** START OF Exercise materials **

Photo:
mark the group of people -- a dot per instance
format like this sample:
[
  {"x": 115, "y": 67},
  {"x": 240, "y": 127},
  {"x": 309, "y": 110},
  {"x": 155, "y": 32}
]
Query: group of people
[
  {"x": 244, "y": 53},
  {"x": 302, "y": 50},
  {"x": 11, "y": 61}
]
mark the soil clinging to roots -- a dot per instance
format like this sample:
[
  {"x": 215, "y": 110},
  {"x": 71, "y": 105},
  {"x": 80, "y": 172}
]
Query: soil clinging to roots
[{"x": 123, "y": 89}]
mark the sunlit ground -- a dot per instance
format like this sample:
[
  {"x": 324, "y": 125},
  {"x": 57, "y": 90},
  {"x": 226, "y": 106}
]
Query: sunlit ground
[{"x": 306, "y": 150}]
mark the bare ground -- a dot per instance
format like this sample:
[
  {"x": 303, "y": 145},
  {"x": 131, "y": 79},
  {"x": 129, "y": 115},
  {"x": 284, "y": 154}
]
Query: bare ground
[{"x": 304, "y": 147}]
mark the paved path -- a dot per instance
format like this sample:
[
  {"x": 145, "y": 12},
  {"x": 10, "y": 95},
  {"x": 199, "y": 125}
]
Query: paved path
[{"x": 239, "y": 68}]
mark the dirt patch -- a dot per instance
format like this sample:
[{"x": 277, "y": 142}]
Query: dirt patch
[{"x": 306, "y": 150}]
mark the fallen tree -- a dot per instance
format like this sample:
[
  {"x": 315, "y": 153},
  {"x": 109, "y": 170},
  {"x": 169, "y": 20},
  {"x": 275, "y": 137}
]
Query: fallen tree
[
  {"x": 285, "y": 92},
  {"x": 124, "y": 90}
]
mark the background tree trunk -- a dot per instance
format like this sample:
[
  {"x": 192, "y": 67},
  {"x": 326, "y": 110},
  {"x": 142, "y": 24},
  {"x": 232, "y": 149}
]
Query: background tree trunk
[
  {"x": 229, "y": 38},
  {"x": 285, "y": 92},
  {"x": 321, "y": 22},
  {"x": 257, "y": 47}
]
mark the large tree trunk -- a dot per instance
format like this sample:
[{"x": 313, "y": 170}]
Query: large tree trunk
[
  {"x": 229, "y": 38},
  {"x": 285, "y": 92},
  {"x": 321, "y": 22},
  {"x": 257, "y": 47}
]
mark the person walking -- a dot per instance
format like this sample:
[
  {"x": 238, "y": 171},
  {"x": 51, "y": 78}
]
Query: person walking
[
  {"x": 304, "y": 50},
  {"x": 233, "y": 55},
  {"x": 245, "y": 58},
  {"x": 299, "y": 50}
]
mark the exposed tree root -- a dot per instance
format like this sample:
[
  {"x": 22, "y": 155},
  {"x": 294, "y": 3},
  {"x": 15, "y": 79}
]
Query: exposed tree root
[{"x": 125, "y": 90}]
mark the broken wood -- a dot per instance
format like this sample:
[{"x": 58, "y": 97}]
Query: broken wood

** END OF Exercise materials **

__Directions for this task__. Repeat all the records. Match each line exactly.

__Task response__.
Photo:
mark the group of people -- a dot per instance
format like this sample:
[
  {"x": 115, "y": 67},
  {"x": 240, "y": 127},
  {"x": 309, "y": 110},
  {"x": 155, "y": 32}
]
Query: group of people
[
  {"x": 244, "y": 53},
  {"x": 302, "y": 50},
  {"x": 11, "y": 61}
]
mark the soil clinging to roots -- a dot per instance
format like this sample:
[
  {"x": 215, "y": 110},
  {"x": 71, "y": 105},
  {"x": 80, "y": 172}
]
Query: soil clinging to roots
[{"x": 123, "y": 89}]
mark the sunlit ground -- a dot per instance
format like this sample:
[
  {"x": 324, "y": 125},
  {"x": 57, "y": 90},
  {"x": 226, "y": 106}
]
Query: sunlit ground
[{"x": 306, "y": 150}]
mark the bare ground -- a dot per instance
format like this sample:
[
  {"x": 303, "y": 145},
  {"x": 131, "y": 79},
  {"x": 129, "y": 115},
  {"x": 284, "y": 154}
]
Query: bare ground
[{"x": 304, "y": 147}]
mark the paved path -- a dot per instance
format like this sample:
[
  {"x": 145, "y": 12},
  {"x": 10, "y": 95},
  {"x": 199, "y": 125}
]
Query: paved path
[{"x": 239, "y": 68}]
mark the dirt patch -- a dot per instance
format like this sample:
[{"x": 277, "y": 142}]
Query: dirt patch
[{"x": 306, "y": 150}]
mark the fallen tree -- a dot per instance
format like this sample:
[
  {"x": 315, "y": 153},
  {"x": 109, "y": 170},
  {"x": 169, "y": 20},
  {"x": 275, "y": 137}
]
Query: fallen tree
[
  {"x": 285, "y": 92},
  {"x": 124, "y": 90}
]
mark the background tree trunk -- a dot per instance
format like this sample:
[
  {"x": 192, "y": 67},
  {"x": 326, "y": 110},
  {"x": 142, "y": 24},
  {"x": 232, "y": 149}
]
Query: background tree trunk
[
  {"x": 229, "y": 38},
  {"x": 285, "y": 92},
  {"x": 321, "y": 22},
  {"x": 257, "y": 47}
]
mark the large tree trunk -- a dot per instance
format like this sample:
[{"x": 313, "y": 170}]
Query: large tree trunk
[
  {"x": 229, "y": 38},
  {"x": 285, "y": 92},
  {"x": 321, "y": 22},
  {"x": 257, "y": 47}
]
mark the person walking -- a dot per instance
format like this sample:
[
  {"x": 238, "y": 171},
  {"x": 51, "y": 78}
]
Query: person walking
[
  {"x": 304, "y": 50},
  {"x": 233, "y": 55},
  {"x": 245, "y": 58},
  {"x": 299, "y": 50}
]
mark the exposed tree root -- a dot per instance
format like this sample:
[
  {"x": 22, "y": 155},
  {"x": 294, "y": 3},
  {"x": 15, "y": 79}
]
Query: exposed tree root
[{"x": 125, "y": 90}]
mark the broken wood -- a dot per instance
format like this sample:
[{"x": 58, "y": 97}]
Query: broken wood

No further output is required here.